**To do:** Copy out, from the data below, each line in which the word "point" occurs.

***** Records shown

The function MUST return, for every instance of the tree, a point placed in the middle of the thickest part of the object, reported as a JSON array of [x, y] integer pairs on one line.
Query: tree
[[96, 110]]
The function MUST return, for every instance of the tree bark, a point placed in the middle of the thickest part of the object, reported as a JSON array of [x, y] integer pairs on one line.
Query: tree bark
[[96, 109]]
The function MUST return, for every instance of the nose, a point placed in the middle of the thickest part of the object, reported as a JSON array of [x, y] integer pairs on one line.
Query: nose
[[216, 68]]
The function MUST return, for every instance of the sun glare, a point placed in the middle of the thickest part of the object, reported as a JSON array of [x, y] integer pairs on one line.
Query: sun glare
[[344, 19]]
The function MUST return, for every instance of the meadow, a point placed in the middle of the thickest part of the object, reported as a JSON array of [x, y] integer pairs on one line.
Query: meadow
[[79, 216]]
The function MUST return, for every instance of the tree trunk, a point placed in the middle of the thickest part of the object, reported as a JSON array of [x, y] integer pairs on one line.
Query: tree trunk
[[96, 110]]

**********

**Task result:**
The function MUST return, for every instance of the tree, a point placed in the middle of the thickest part of the object, reported as a JSON array of [x, y] integer pairs on one line.
The function MUST return, for every instance of the tree bark, a point placed in the middle of the thickest part of the object, reported as a JSON array of [x, y] integer pairs on one line.
The function MUST return, for every instance of the nose, a point placed in the middle of the thickest part of the object, reported as a JSON array of [x, y] integer pairs on one line.
The function MUST return, for every instance of the sun glare, a point placed in the middle of the thickest part of the object, reported as a JSON array of [x, y] integer pairs on one line.
The function MUST return, for every instance of the meadow, a point placed in the middle of the thickest part of the object, reported as a JSON array of [x, y] integer pairs on one line.
The function MUST return, for every instance of the tree trunk, a point placed in the middle of the thickest part of the object, reported as a JSON array of [x, y] integer pairs on one line.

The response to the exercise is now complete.